◆ **Exercise A**: Transcribe the blog post about Catherine Mackey's artwork below, copying everything from "It's been a" down to "abandoned urban structures.".

◆ **Text excerpt**:
┄┄┄┄┄┄┄┄┄┄┄┄┄┄┄┄┄┄┄┄
Friday, October 26, 2012

inspired by: catherine mackey


It's been a busy week and I really wish I had blogged about painter Catherine Mackey's artwork a little earlier, because this weekend (Oct. 26-28) is her Open Studios event in San Francisco  in case you live in the area and want to check out some really gorgeous, big mixed media art. I so wish I wasn't 3,500 miles away!
Catherine has become one of my favorite artists over the last year after I saw her pier construction paintings and got to delve into her portfolio, which covers a vast spectrum of mediums (charcoal, oil paint, watercolor, mixed media, pastel) all surrounding her fascination with urban architecture. She writes that her work focuses on "the urban experience" and could be considered "urban archaeology" as she layers wood, paint, wheatpaste posters and found artifacts in her paintings to replicate the accumulation of history upon abandoned urban structures.
┄┄┄┄┄┄┄┄┄┄┄┄┄┄┄┄┄┄┄┄
◆ **Recorded information**:
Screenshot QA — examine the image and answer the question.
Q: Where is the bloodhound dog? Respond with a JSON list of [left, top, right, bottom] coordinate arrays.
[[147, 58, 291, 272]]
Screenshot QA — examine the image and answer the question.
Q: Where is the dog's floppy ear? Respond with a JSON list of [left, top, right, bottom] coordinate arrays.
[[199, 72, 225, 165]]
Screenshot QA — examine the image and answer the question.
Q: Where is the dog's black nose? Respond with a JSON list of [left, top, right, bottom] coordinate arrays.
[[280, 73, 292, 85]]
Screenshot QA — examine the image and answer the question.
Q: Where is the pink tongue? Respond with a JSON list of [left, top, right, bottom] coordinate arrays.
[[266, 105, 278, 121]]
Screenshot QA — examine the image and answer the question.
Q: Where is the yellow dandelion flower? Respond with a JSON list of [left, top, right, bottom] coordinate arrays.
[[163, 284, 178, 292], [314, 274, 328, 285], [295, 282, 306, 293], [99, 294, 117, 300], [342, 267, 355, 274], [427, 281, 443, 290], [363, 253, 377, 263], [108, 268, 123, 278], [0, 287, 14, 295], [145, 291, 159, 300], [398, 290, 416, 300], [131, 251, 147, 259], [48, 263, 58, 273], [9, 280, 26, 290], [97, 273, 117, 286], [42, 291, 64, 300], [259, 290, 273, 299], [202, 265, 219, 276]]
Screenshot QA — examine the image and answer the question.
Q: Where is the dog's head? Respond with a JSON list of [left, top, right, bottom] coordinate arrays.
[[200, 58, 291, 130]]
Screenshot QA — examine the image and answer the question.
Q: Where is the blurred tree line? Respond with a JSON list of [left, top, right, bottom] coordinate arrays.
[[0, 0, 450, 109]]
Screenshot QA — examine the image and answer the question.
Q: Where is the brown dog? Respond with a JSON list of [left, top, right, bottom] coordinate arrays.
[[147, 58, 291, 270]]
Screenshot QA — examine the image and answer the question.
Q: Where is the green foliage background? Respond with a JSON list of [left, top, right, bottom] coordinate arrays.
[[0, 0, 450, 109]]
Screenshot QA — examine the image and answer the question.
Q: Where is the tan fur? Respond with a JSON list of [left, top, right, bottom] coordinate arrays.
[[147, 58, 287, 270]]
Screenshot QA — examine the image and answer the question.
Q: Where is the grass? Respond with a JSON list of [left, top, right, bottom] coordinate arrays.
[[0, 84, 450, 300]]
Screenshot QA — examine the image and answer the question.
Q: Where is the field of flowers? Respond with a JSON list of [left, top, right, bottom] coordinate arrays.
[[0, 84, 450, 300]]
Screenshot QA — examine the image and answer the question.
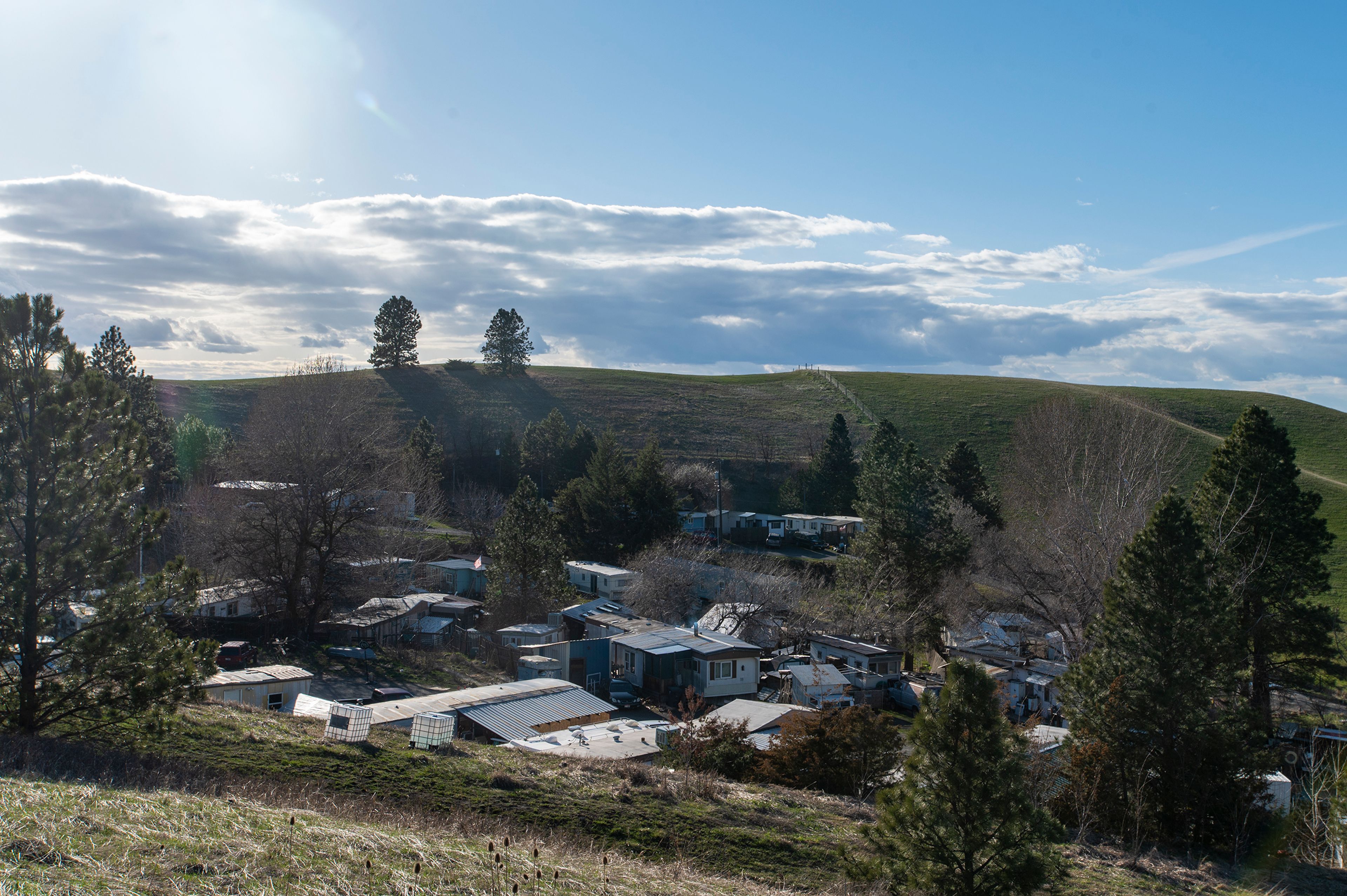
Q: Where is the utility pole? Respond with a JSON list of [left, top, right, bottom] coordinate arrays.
[[715, 460, 725, 550]]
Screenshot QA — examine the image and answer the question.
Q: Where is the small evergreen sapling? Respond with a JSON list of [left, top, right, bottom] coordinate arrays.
[[865, 660, 1064, 896]]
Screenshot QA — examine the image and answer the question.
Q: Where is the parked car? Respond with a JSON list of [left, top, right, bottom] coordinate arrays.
[[787, 529, 826, 551], [365, 687, 412, 703], [215, 641, 257, 668], [608, 678, 641, 709]]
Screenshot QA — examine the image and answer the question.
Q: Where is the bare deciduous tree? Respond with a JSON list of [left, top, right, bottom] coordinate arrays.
[[624, 539, 812, 647], [669, 462, 734, 511], [214, 357, 439, 635], [982, 397, 1185, 652], [450, 480, 505, 551]]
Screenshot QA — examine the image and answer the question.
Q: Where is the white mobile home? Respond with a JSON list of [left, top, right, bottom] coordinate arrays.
[[201, 666, 314, 711]]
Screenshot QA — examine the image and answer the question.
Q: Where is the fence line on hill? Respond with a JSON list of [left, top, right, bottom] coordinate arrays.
[[795, 364, 881, 423]]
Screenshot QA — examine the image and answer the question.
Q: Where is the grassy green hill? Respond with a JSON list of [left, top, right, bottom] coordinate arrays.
[[159, 365, 1347, 608]]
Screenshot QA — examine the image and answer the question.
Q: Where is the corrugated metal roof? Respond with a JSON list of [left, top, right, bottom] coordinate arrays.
[[702, 698, 815, 731], [810, 635, 903, 656], [372, 678, 585, 725], [201, 666, 314, 687], [458, 687, 617, 740], [613, 627, 761, 655]]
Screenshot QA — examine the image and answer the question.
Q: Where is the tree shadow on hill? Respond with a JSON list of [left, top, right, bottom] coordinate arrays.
[[378, 365, 575, 430]]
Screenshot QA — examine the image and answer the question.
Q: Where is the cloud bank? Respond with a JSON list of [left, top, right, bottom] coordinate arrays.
[[0, 173, 1347, 407]]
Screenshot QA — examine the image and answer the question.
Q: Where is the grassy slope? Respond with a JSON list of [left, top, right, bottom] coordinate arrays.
[[0, 706, 1344, 896], [0, 779, 768, 896], [100, 705, 870, 887], [160, 367, 1347, 608]]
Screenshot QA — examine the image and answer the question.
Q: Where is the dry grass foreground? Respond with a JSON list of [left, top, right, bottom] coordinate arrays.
[[0, 777, 777, 896], [0, 777, 1347, 896]]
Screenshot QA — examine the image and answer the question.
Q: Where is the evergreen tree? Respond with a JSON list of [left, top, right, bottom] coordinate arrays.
[[625, 438, 680, 554], [520, 407, 574, 496], [1193, 406, 1342, 731], [0, 294, 214, 731], [1063, 493, 1253, 843], [847, 420, 970, 644], [173, 414, 234, 481], [89, 326, 178, 500], [369, 295, 422, 370], [556, 430, 633, 563], [486, 476, 570, 628], [808, 414, 859, 516], [865, 660, 1064, 896], [563, 423, 598, 482], [482, 308, 534, 376], [940, 439, 1005, 528], [407, 418, 444, 484]]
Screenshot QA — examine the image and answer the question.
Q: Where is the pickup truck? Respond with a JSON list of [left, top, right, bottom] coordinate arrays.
[[215, 641, 257, 668], [608, 678, 641, 709], [785, 529, 827, 551]]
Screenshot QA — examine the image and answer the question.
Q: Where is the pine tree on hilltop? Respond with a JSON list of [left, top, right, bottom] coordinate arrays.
[[369, 295, 422, 370], [863, 660, 1064, 896], [1193, 406, 1342, 731], [1063, 493, 1261, 845], [482, 308, 534, 376], [940, 439, 1005, 528]]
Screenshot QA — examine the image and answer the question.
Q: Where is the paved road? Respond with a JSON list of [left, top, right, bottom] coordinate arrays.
[[723, 542, 838, 561]]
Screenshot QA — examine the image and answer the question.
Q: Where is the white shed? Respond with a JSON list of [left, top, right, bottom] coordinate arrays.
[[201, 666, 314, 710]]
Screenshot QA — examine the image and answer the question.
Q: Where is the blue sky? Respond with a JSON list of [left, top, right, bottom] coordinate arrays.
[[0, 3, 1347, 408]]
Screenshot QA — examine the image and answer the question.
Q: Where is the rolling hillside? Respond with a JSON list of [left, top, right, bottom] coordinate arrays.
[[159, 365, 1347, 608]]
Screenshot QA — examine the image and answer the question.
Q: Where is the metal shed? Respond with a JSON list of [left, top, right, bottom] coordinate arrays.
[[458, 687, 617, 741]]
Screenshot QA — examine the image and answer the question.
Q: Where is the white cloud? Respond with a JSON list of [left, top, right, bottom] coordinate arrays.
[[696, 314, 762, 327], [0, 174, 1347, 406], [903, 233, 950, 245]]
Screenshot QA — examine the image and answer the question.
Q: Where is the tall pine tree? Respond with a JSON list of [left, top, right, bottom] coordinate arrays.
[[626, 438, 680, 554], [807, 414, 859, 516], [0, 294, 214, 731], [520, 407, 574, 496], [1193, 406, 1342, 731], [482, 308, 534, 376], [1063, 493, 1254, 843], [843, 420, 970, 644], [865, 660, 1064, 896], [407, 418, 444, 485], [369, 295, 422, 370], [89, 326, 178, 501], [940, 439, 1005, 528], [556, 430, 633, 563], [486, 476, 568, 628]]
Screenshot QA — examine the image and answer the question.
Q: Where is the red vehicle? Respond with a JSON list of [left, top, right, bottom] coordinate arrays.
[[215, 641, 257, 668]]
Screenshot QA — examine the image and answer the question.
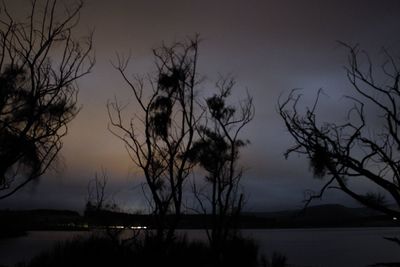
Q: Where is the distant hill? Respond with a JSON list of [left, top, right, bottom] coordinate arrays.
[[0, 205, 400, 233]]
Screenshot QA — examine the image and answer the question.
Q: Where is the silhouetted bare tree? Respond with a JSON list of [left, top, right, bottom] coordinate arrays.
[[190, 79, 254, 249], [0, 0, 94, 199], [279, 44, 400, 218], [108, 37, 199, 243], [85, 169, 111, 213]]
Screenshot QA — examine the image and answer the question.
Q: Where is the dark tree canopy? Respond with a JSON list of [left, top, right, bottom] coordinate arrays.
[[0, 0, 94, 198], [279, 45, 400, 217], [108, 37, 199, 239], [189, 79, 254, 250]]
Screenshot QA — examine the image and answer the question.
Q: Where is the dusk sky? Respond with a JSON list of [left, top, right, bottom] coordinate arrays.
[[0, 0, 400, 214]]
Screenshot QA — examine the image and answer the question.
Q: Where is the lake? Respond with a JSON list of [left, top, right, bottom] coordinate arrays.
[[0, 227, 400, 267]]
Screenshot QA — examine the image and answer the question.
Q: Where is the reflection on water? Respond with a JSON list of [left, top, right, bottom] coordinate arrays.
[[0, 228, 400, 267]]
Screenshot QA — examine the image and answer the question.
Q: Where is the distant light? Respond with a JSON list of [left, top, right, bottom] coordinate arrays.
[[111, 225, 125, 229], [131, 226, 147, 230]]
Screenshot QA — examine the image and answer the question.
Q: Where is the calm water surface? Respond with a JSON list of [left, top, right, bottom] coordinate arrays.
[[0, 228, 400, 267]]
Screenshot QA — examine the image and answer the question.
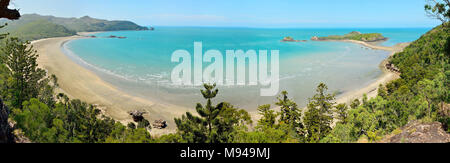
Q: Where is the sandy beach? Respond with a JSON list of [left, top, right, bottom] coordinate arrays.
[[32, 36, 192, 135], [32, 33, 408, 135]]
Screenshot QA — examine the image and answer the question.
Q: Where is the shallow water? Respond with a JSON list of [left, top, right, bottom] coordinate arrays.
[[63, 27, 428, 110]]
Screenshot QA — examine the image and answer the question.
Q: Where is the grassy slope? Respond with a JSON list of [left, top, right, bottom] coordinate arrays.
[[0, 14, 148, 40], [9, 20, 76, 40]]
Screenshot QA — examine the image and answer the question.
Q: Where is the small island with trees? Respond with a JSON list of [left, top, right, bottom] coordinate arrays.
[[311, 31, 388, 42], [281, 36, 307, 42]]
┄┄┄┄┄┄┄┄┄┄┄┄┄┄┄┄┄┄┄┄
◆ **Exercise B**: Restate word for word everything in the rows above, from the very first row down to the line containing "[[280, 73, 292, 85]]".

◆ **Final answer A**:
It's been a busy week and I really wish I had blogged about painter Catherine Mackey's artwork a little earlier, because this weekend (Oct. 26-28) is her Open Studios event in San Francisco  in case you live in the area and want to check out some really gorgeous, big mixed media art. I so wish I wasn't 3,500 miles away!
Catherine has become one of my favorite artists over the last year after I saw her pier construction paintings and got to delve into her portfolio, which covers a vast spectrum of mediums (charcoal, oil paint, watercolor, mixed media, pastel) all surrounding her fascination with urban architecture. She writes that her work focuses on "the urban experience" and could be considered "urban archaeology" as she layers wood, paint, wheatpaste posters and found artifacts in her paintings to replicate the accumulation of history upon abandoned urban structures.

◆ **Final answer B**:
Screenshot QA — examine the image and answer the question.
Q: Where is the bloodhound dog? Respond with a JSON list of [left, top, right, bottom] coordinate arrays.
[[147, 58, 291, 272]]
Screenshot QA — examine the image and answer the question.
Q: Where is the dog's floppy ear? Respond with a JSON list of [left, top, right, bottom] coordinate arrays.
[[199, 72, 225, 165]]
Screenshot QA — examine the image and answer the question.
Q: Where is the dog's black nose? Respond with a JSON list of [left, top, right, bottom] coordinate arrays.
[[280, 73, 292, 85]]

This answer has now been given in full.